▸ What to do
Restate word for word the items from the line containing "[locate] shoreline (one point each)" through the end of the items, both ends included, and leave any pictures out of your answer.

▸ Data extract
────────────────

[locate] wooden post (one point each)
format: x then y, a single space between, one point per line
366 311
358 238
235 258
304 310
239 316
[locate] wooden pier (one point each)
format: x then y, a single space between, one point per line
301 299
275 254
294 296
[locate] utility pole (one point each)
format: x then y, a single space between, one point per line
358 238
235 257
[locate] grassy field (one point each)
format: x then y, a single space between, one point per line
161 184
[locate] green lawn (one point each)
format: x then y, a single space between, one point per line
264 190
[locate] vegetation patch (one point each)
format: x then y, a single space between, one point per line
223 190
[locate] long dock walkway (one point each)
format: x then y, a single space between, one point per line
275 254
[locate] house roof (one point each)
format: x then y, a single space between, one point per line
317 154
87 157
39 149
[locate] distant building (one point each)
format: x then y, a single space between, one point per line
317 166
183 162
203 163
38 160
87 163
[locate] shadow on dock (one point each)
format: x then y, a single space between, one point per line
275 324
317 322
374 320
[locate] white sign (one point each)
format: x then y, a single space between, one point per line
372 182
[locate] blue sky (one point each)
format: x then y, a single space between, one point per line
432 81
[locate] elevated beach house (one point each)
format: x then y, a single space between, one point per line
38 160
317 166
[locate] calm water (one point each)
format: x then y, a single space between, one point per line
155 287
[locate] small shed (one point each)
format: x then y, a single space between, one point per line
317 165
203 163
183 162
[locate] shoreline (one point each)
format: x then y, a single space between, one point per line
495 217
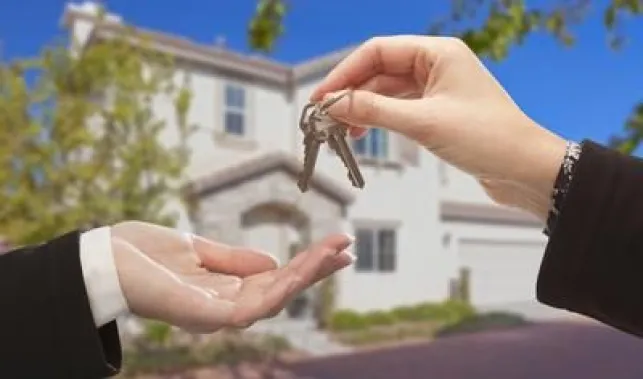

────────────────

▸ Solved exercise
[locate] shoreline (one point each)
format: x then y, a single space between, one point per line
495 217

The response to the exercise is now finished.